[課題]:
社内CTF大会の記事から、「今年も2週間で全101問のCTFに挑戦してもらいました。」という語句を含むところで書き始め、「ジャンルは全9ジャンルを用意しました。」の後で止めて、その間を一字も変えずに出力してください。

[提示テキスト]:
┌──

2020年2月3日~16日に社内CTF「NECセキュリティスキルチャレンジ 2019」を開催しました。本記事ではその模様をレポートします。
NECセキュリティスキルチャレンジとは
NECでは、セキュリティの素養を持つ人材の発掘と育成を目的に、年に1回、NECグループ社員であれば誰でも参加できる社内CTFを開催しています。
CTFとは、一般的にはセキュリティのコンテストであり、フラグと呼ばれる答えを、様々なテクニックを駆使して見つけ出し、点数を競い合う競技です。
NECセキュリティスキルチャレンジは、2015年度の初開催から今年度で5回目を迎える大会であり、参加者には2週間で101問(チュートリアル問題含む)の問題に挑戦してもらう、年に一度の大規模な社内CTFイベントです。また、参加取り扱いは、業務外(自主研修)の扱いで、主に自宅のPCやスマホを使って解答してもらっています。
今年も2週間で全101問のCTFに挑戦してもらいました。
出題ジャンル
問題はWeb上(インターネットからアクセス可能)に14日間問題を公開し、参加者は好きな順番、タイミングで問題に取り組むことができるようになっています。毎日こつこつ取り組むスコアアップする参加者もいれば、週末一気にスコアアップする参加者もおり、参加者の個性も垣間見られます。
ジャンルは全9ジャンルを用意しました。
- OS:OSの仕様に基づく知識・スキルが問われる
- Webアプリ:Web特有の脆弱性に関する知識・スキルが問われる
- ネットワーク:pcapファイル等からネットワークパケットを解析するスキルが問われる
- バイナリ:実行ファイルの解析スキルが問われる
- 事故解析:OS上に記録される各種痕跡を解析するスキルが問われる
- 暗号:古典暗号や現代暗号に対する解析スキルが問われる
- 防御系:セキュアコーディング等、セキュア開発に関する知識が問われる
- トリビア:他ジャンルに含まれない、セキュリティ関連の雑学が問われる
- DFIR(新ジャンル):疑似的なセキュリティ侵害を受けたOSのイメージファイルに対して様々な観点で解析を行う知識・スキルが問われる
またここで、特徴的な問題ジャンルについて、詳細に説明いたします。
防御系
セキュアコーディング等、セキュア開発に関する知識・スキルが問われるジャンルです。具体例として「FWのブラックリストをテキストファイルで作成し、そのハッシュ値を回答せよ」という問題が出題されます。これは、セキュリティの素養を持つ人材の育成という観点から、セキュア開発を実践していく上で、どのようにシステムを堅牢化するかについて、CTFを通じて学んでもらいたい、という思いがあり、2017年度に新設されたジャンルです。

└──

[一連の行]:
┌──

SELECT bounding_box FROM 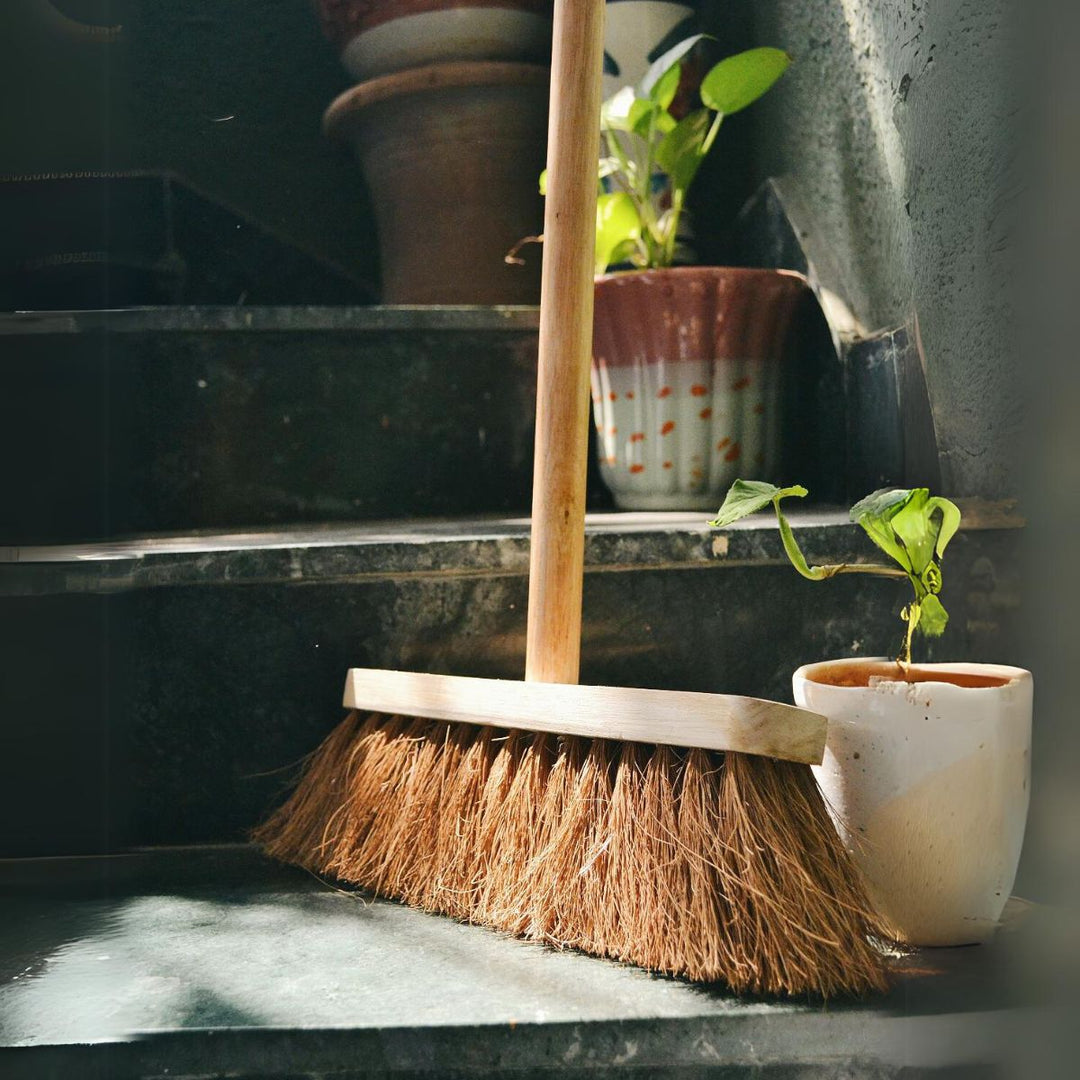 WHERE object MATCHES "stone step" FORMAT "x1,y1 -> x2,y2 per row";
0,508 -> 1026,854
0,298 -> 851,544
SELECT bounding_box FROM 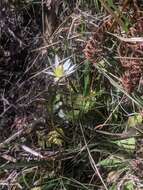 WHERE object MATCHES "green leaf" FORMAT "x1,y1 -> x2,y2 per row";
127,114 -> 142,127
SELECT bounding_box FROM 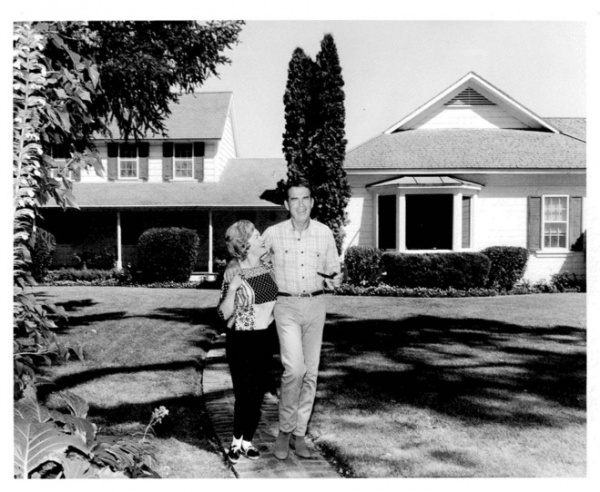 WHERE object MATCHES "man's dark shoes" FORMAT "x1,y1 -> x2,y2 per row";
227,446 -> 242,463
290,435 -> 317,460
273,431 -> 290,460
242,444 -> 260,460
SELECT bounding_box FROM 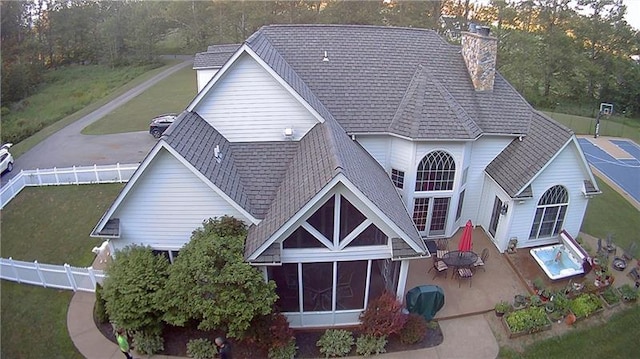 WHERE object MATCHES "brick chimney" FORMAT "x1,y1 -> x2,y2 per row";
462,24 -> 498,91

└──

[解答]:
今年も2週間で全101問のCTFに挑戦してもらいました。
出題ジャンル
問題はWeb上(インターネットからアクセス可能)に14日間問題を公開し、参加者は好きな順番、タイミングで問題に取り組むことができるようになっています。毎日こつこつ取り組むスコアアップする参加者もいれば、週末一気にスコアアップする参加者もおり、参加者の個性も垣間見られます。
ジャンルは全9ジャンルを用意しました。